_Tasks and exercises:_
(1) In the landmark challenge write-up, how many landmarks does the train split of the cleaned GLD-v2 contain?
(2) Pick up the landmark challenge write-up after its last line and keep writing.

The 1st Place Solution of the Google Landmark 2019 Retrieval Challenge and the 3rd Place Solution of the Recognition Challenge.
Our solution has been published! You can check from: Large-scale Landmark Retrieval/Recognition under a Noisy and Diverse Dataset
You can reproduce our environments using Dockerfile provided here https://github.com/lyakaap/Landmark2019-1st-and-3rd-Place-Solution/blob/master/docker/Dockerfile
- Google Landmark Dataset v1 (GLD-v1): https://www.kaggle.com/google/google-landmarks-dataset
- Google Landmark Dataset v2 (GLD-v2): https://github.com/cvdfoundation/google-landmark
- Clean version of the v2 (Newly Released!): https://www.kaggle.com/confirm/cleaned-subsets-of-google-landmarks-v2/kernels
Dataset statistics:
Dataset (train split) | # Samples | # Landmarks |
---|---|---|
GLD-v1 | 1,225,029 | 14,951 |
GLD-v2 | 4,132,914 | 203,094 |
GLD-v2 (clean) | 1,580,470 | 81,313 |
(You can skip this procedure to generate a cleaned subset. Pre-computed files are available on kaggle dataset.)
Run scripts/prepare_cleaned_subset.sh
for cleaning the GLD-v2 dataset.
The cleaning code requires DELF library (install instructions).
Prepare FishNet pretrained checkpoints first.
- Download the checkpoint of FishNet-150 from https://www.dropbox.com/s/ajy9p6f97y45f1r/fishnet150_ckpt_welltrained.tar?dl=0
- Place the checkpoint
src/FishNet/checkpoints/
- Execute src/FishNet/fix_checkpoint.py
Following commands are for reproducing our results.
cd ./experiments/
bash donwload_train.sh # download data
bash setup.sh # setup data to ready training
bash reproduce.sh # train models and predict for reproducing
python submit_retrieval.py # for retrieval challenge
python submit_recognition.py # for retrieval challenge
Model training and inference are done in experiments/
directory.
# train models by various parameter settings with 4 gpus (each training is done with 2 gpus).
python vX.py tuning -d 0,1,2,3 --n-gpu 2
# predict
python vX.py predict -m vX/epX.pth -d 0
# predict with multiple gpus
python vX.py multigpu-predict -m vX/epX.pth --scale L2 --ms -b 32 -d 0,1
- Comparison among loss functions with a ResNet-101. Dataset used for training is GLD-v1. For evaluation, GLD-v2, ROxford-5K, and RParis-6K are used. LB shows the Private LB scores.

_Dataset content:_
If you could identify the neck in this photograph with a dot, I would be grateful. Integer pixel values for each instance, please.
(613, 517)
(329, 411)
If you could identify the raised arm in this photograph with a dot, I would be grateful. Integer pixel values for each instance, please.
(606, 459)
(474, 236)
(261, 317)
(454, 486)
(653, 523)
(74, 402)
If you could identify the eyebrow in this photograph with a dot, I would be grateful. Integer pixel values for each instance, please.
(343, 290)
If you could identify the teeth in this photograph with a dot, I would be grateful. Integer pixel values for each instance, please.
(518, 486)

==

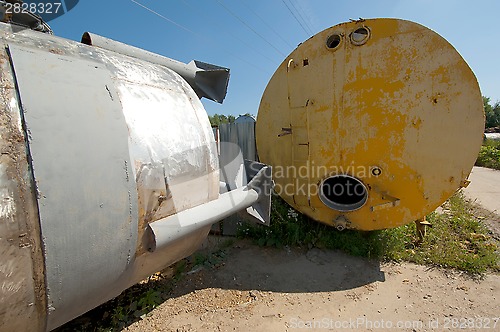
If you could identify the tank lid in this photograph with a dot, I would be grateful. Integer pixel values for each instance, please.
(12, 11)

_Results for the exercise:_
(1) 81,313

(2)
loss | LB | ROxf (M) | ROxf (H) | RPar (M) | RPar (H) |
---|---|---|---|---|---|
softmax | 17.95 | 66.73 | 43.5 | 79.25 | 58.58 |
contrastive | 20 | 67.3 | 44.3 | 80.6 | 61.5 |
cosface | 21.35 | 69.49 | 44.78 | 80.06 | 62.95 |
arcface | 20.74 | 69.04 | 46.25 | 82.35 | 66.62 |
- Comparison with dataset used for training. ArcFace and ResNet-101 are used for this experiment. By using the clean version of the GLD-v2, we can obtain better results compared to GLD-v2 without cleaning.
Dataset | LB | ROxf (M) | ROxf (H) | RPar (M) | RPar (H) |
---|---|---|---|---|---|
v1 | 20.74 | 69.04 | 46.25 | 82.35 | 66.62 |
v1 + v2 | 29.2 | 77 | 56.59 | 89.25 | 77.35 |
v1 + v2-clean | 30.22 | 78.86 | 59.93 | 88.84 | 77.82 |
- Our re-ranking method is much better than other recent re-ranking methods, and can be combined with the others for even higher scores. A combination of ours and αQE achieves a competitive result to the score of 1st place with only a single model.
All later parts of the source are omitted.